One part of the entries below is wanted: the lines from the one containing "Target: smiling face" through the one containing "<point>155,99</point>". Write those out exactly and nothing else.

**Source information:**
====================
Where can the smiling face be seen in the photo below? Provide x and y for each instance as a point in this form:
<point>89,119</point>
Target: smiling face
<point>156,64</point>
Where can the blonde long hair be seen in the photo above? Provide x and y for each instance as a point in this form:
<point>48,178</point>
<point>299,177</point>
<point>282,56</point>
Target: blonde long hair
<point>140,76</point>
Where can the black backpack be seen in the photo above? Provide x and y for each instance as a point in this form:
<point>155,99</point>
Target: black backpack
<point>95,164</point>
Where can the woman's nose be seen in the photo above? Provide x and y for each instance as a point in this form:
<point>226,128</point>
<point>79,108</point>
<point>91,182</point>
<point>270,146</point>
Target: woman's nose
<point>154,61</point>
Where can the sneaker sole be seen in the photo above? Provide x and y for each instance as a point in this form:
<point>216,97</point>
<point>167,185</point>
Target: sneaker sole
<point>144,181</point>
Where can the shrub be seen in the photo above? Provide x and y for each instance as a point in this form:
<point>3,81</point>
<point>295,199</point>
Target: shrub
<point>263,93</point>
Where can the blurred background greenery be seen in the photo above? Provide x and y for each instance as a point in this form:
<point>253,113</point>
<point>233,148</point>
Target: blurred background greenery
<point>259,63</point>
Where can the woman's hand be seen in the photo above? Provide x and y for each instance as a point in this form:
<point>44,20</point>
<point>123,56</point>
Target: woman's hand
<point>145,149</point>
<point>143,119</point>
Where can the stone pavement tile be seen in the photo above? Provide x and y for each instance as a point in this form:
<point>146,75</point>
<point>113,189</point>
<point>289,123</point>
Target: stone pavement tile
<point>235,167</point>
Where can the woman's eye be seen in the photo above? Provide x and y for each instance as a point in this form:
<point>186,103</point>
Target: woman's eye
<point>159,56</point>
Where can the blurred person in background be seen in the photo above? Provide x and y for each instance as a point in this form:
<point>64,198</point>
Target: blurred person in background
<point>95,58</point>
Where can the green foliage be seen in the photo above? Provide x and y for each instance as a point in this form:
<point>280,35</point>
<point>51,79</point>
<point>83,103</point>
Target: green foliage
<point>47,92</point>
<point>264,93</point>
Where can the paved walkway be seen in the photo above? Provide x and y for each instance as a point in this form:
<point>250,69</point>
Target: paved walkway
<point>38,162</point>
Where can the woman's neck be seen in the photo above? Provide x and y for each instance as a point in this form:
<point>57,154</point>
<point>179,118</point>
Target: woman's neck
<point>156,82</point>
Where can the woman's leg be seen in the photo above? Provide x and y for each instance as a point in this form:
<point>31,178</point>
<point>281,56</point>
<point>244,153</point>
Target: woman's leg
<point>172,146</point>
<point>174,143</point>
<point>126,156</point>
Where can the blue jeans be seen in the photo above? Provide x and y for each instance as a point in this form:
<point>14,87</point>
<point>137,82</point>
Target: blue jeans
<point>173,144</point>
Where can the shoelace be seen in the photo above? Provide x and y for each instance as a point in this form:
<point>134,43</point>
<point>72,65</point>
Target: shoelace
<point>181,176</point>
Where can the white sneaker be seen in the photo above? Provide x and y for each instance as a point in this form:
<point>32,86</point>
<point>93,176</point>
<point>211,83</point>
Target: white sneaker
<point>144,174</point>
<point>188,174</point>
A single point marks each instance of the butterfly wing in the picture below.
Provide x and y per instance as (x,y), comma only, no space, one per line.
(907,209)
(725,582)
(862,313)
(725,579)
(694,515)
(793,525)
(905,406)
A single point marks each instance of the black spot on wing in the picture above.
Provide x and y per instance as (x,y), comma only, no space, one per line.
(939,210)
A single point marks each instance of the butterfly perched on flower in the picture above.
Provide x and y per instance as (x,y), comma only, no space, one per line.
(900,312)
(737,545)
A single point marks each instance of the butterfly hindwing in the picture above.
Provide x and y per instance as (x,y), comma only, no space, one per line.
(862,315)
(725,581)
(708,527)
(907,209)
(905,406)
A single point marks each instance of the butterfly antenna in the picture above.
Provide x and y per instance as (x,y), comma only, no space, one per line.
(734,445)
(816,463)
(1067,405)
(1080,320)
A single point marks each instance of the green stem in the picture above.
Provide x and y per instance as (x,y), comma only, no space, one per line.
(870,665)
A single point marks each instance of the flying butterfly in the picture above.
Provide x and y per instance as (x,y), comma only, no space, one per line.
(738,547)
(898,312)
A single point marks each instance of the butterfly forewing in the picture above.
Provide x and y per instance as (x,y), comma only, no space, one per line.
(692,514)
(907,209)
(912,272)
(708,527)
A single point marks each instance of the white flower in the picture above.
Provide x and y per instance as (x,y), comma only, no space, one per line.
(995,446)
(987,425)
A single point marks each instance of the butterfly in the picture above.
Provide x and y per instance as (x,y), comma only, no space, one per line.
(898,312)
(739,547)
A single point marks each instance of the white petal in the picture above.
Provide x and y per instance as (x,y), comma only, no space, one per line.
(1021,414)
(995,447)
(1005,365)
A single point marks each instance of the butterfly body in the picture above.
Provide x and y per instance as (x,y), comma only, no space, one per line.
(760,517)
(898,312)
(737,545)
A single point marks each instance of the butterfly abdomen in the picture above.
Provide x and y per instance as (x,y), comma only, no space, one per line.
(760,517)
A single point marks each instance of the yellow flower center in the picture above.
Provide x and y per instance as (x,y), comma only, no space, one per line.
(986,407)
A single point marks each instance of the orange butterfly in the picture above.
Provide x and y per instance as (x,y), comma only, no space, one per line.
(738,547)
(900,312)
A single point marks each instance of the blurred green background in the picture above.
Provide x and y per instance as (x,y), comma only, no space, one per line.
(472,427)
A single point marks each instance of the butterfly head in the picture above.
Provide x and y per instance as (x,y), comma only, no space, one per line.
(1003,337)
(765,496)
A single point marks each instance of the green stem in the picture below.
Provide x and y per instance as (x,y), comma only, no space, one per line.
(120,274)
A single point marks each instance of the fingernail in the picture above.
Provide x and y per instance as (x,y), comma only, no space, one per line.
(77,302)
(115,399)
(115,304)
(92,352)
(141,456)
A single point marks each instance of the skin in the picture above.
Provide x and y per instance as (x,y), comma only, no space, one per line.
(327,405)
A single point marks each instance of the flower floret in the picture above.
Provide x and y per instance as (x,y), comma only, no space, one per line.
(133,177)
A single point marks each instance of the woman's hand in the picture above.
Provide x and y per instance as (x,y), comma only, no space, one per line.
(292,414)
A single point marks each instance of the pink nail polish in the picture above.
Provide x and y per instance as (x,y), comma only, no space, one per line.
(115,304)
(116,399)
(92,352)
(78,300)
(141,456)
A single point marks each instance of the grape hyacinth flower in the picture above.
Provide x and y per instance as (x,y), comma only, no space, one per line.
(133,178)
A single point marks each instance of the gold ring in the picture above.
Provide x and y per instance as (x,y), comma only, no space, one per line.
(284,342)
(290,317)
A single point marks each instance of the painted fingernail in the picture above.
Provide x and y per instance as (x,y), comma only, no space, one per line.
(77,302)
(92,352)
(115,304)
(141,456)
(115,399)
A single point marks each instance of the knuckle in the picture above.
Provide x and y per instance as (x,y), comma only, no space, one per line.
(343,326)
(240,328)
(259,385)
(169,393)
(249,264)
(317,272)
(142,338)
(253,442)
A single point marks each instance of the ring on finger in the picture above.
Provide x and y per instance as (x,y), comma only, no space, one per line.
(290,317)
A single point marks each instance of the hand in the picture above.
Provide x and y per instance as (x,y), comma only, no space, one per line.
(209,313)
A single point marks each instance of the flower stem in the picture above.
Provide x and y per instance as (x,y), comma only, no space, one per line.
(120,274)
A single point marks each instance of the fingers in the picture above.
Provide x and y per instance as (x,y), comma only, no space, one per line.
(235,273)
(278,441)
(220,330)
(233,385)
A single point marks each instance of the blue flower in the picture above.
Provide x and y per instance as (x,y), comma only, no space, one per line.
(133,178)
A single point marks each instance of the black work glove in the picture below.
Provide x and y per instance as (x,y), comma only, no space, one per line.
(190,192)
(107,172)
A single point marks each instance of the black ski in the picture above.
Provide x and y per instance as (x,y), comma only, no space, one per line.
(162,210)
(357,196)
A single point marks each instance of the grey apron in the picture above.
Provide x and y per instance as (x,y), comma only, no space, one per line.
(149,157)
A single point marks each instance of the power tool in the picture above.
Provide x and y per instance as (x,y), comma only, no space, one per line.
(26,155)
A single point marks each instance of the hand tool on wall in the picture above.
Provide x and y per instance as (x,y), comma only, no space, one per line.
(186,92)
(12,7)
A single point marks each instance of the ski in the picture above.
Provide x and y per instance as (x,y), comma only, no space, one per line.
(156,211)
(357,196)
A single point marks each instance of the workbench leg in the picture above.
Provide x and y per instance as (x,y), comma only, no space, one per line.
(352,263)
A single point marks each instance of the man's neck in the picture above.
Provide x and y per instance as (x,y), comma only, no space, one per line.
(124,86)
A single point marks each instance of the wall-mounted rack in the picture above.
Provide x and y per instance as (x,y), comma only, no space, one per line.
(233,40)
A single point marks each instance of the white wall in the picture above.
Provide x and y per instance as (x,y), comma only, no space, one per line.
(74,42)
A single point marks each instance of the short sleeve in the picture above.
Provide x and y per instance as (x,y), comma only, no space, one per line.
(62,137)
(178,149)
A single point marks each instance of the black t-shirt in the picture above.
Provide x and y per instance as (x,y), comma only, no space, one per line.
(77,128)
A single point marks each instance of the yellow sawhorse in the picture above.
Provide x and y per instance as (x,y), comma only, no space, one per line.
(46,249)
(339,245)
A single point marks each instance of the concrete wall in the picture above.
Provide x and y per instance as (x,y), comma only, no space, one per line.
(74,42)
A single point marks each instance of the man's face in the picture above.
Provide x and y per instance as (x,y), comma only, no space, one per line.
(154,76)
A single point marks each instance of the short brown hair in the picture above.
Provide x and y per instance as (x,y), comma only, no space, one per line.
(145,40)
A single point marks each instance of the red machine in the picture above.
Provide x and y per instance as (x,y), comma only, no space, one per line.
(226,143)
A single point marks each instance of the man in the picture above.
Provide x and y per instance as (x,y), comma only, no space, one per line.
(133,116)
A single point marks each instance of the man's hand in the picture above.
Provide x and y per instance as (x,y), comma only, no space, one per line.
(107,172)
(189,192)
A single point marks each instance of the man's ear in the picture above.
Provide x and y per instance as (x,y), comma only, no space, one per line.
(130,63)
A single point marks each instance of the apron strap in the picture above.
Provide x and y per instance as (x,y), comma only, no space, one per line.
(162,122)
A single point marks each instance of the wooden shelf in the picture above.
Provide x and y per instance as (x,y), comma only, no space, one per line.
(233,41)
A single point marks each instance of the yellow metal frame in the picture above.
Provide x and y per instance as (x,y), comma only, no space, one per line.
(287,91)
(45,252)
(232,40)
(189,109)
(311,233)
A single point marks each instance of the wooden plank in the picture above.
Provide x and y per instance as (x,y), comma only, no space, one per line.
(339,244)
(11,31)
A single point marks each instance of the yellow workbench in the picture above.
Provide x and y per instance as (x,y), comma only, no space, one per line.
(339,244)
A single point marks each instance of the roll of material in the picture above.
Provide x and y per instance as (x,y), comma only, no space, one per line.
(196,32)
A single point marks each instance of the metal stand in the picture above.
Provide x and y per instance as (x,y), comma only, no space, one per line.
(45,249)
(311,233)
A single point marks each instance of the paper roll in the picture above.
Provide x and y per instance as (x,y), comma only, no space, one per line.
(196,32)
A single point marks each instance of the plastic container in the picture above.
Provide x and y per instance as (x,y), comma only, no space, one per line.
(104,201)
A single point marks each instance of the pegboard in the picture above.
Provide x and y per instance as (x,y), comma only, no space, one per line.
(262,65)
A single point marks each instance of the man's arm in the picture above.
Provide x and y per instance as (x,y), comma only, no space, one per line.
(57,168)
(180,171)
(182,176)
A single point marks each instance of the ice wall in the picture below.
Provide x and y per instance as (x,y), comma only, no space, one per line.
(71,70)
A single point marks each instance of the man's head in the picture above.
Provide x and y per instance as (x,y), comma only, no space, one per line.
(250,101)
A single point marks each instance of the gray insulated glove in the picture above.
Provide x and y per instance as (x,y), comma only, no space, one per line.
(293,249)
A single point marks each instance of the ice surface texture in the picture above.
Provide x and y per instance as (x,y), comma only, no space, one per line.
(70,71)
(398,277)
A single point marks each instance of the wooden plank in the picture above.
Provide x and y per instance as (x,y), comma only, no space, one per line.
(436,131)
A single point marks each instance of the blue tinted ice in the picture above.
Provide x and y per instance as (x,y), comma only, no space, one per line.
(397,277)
====================
**Task solution:**
Target: smiling face
<point>156,64</point>
Where can the blonde long hair be seen in the photo above? Provide x and y for each instance as a point in this form:
<point>48,178</point>
<point>299,177</point>
<point>282,56</point>
Target: blonde long hair
<point>140,76</point>
Where can the black backpack be seen in the photo above? Provide x and y for each instance as a point in this form:
<point>155,99</point>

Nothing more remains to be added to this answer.